La réglementation apporte également son eau au moulin. « sous son poids, le marché est en phase de mutation observe Matthieu Mouly. Si l’industrie a été portée dès son lancement, dans les années 2000, par les institutionnels, la directive Mif, en interdisant les rétrocessions au sein des fonds de fonds, a poussé les multigérants à s’orienter vers des fonds d’ETF. La seconde mouture de Mifid amorce un développement B to B to C. On rejoint ici le modèle de la directive RDR (Retail Distribution Review) en Grande-Bretagne, qui interdit le paiement de commissions (rétrocessions) aux distributeurs par les fournisseurs de produits. » Avec les directives RDR et Mif 2, la gestion sous mandat connaîtrait son apogée en rendant le conseil payant en lieu et place de la rétribution sur la vente de produits d’investissement. Une aubaine pour les ETF, dont la grille tarifaire « allégée » n’a jamais permis de payer les distributeurs.

§ **CONSIGNE**
Reformulez sous forme de liste le paragraphe du texte cité qui commence par « La réglementation apporte également son eau au moulin », en conservant ses faits principaux.

§ **DONNÉES ENREGISTRÉES**
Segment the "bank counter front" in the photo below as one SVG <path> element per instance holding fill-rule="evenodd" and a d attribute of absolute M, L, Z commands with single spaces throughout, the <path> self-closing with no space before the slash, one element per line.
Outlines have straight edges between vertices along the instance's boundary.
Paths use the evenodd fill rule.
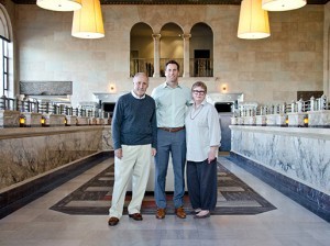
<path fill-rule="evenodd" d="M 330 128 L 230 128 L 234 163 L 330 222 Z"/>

§ **CORRIGÉ**
- Selon Matthieu Mouly, le marché est en phase de mutation sous le poids de la réglementation.
- Dès son lancement, dans les années 2000, l'industrie a été portée par les institutionnels.
- La directive Mif a interdit les rétrocessions au sein des fonds de fonds. Cela a poussé les multigérants vers des fonds d'ETF.
- La seconde mouture de Mifid amorce un développement B to B to C. Elle rejoint le modèle de la directive britannique RDR (Retail Distribution Review), qui interdit aux fournisseurs de produits de verser des commissions (rétrocessions) aux distributeurs.
- Avec RDR et Mif 2, la gestion sous mandat connaîtrait son apogée, car le conseil deviendrait payant au lieu d'être rétribué sur la vente de produits d'investissement.
- C'est une aubaine pour les ETF, dont la grille tarifaire « allégée » n'a jamais permis de payer les distributeurs.